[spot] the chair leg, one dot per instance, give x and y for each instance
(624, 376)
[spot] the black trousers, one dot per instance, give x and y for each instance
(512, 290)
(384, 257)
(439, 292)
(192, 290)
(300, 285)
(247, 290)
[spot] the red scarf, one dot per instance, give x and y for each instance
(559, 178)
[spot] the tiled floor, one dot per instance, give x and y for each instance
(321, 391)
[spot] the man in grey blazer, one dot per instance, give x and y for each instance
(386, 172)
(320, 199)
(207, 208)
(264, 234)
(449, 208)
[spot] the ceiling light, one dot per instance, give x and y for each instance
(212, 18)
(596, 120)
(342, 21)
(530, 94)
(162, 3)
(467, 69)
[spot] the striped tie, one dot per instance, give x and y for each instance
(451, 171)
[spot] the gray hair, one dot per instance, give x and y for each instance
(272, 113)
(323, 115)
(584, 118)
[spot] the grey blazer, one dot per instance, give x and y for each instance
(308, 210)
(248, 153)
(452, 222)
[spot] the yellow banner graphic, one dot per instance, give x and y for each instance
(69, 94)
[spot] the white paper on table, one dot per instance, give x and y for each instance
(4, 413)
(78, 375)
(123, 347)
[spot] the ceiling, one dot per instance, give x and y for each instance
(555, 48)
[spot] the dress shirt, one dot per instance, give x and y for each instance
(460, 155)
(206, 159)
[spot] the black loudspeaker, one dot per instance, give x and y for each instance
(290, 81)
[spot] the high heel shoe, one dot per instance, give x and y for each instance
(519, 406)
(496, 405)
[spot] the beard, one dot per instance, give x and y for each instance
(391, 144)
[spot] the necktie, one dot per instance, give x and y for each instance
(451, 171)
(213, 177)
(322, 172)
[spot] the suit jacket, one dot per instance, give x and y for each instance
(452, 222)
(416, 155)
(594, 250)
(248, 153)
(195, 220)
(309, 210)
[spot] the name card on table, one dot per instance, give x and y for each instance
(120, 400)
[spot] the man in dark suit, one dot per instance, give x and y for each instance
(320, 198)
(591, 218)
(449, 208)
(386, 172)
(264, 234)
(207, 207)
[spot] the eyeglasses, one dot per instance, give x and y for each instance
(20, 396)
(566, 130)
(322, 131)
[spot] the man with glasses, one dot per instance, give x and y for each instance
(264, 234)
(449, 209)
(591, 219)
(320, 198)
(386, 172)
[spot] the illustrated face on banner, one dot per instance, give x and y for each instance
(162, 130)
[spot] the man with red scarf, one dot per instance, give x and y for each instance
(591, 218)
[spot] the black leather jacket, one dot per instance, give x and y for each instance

* * * * *

### Brief
Please rewrite all the items above, substituting "one point per instance" for every occurrence of "one dot per instance" and leaving everything else unchanged.

### Output of the exercise
[spot] the chair leg, one point per instance, give x and y for each instance
(624, 376)
[spot] the black trousers, one point per instance, give x and y for each instance
(512, 290)
(384, 257)
(439, 292)
(192, 290)
(300, 285)
(247, 290)
[spot] the red scarf, one point per instance, give x and y for each instance
(559, 178)
[spot] the tiled floor, one point per instance, give x and y for each instance
(321, 391)
[spot] the man in grey blazer, one point per instance, give x and y for each instance
(386, 172)
(320, 199)
(207, 208)
(264, 234)
(449, 208)
[spot] the ceiling light, one point per instance, give x and y for each instance
(212, 18)
(596, 120)
(342, 21)
(530, 94)
(162, 3)
(467, 69)
[spot] the striped tie, one point per instance, give x and y for each instance
(451, 171)
[spot] the gray hair, one point per instance, give x and y for each instance
(272, 113)
(323, 115)
(584, 118)
[spot] the grey blazer, one point per instance, give x and y for each instance
(308, 210)
(248, 153)
(452, 222)
[spot] the yellow banner graphic, one point per instance, give x and y for each instance
(69, 94)
[spot] the white paper on table, one point per instance, give x and y for each instance
(4, 413)
(78, 375)
(123, 347)
[spot] the ceiling, one point per instance, give x and y for each instance
(555, 48)
[spot] the dress shirt, one point per instance, give x and y for each instance
(460, 155)
(206, 159)
[spot] the black loudspeaker, one point per instance, give x and y for each instance
(290, 81)
[spot] the high heel shoe, one point per instance, give x and y for each instance
(519, 406)
(496, 405)
[spot] the beard, one point per instance, give x and y for each instance
(391, 144)
[spot] the necktie, one point per instance, give x and y for each instance
(451, 171)
(213, 177)
(322, 172)
[spot] the suit jacket, one point per instance, give x and y for each instance
(452, 222)
(416, 155)
(594, 250)
(248, 153)
(195, 220)
(309, 210)
[spot] the name card on table, one point per instance, give x and y for each instance
(120, 400)
[spot] the man in dark suit, one point per instance, give x and y for each instance
(320, 198)
(591, 218)
(449, 208)
(386, 172)
(264, 234)
(207, 207)
[spot] the eyeglasses, one point per instance, give x and y for each instance
(20, 396)
(566, 130)
(322, 131)
[spot] the man with glasses, one point per instance, give x and y for each instance
(264, 234)
(449, 209)
(591, 219)
(320, 198)
(386, 172)
[spot] the illustrated face on banner, one point per instance, give x and y for each instance
(162, 130)
[spot] the man with red scarf, one point per instance, give x and y for each instance
(591, 218)
[spot] the black leather jacket, one point per instance, give x and y for each instance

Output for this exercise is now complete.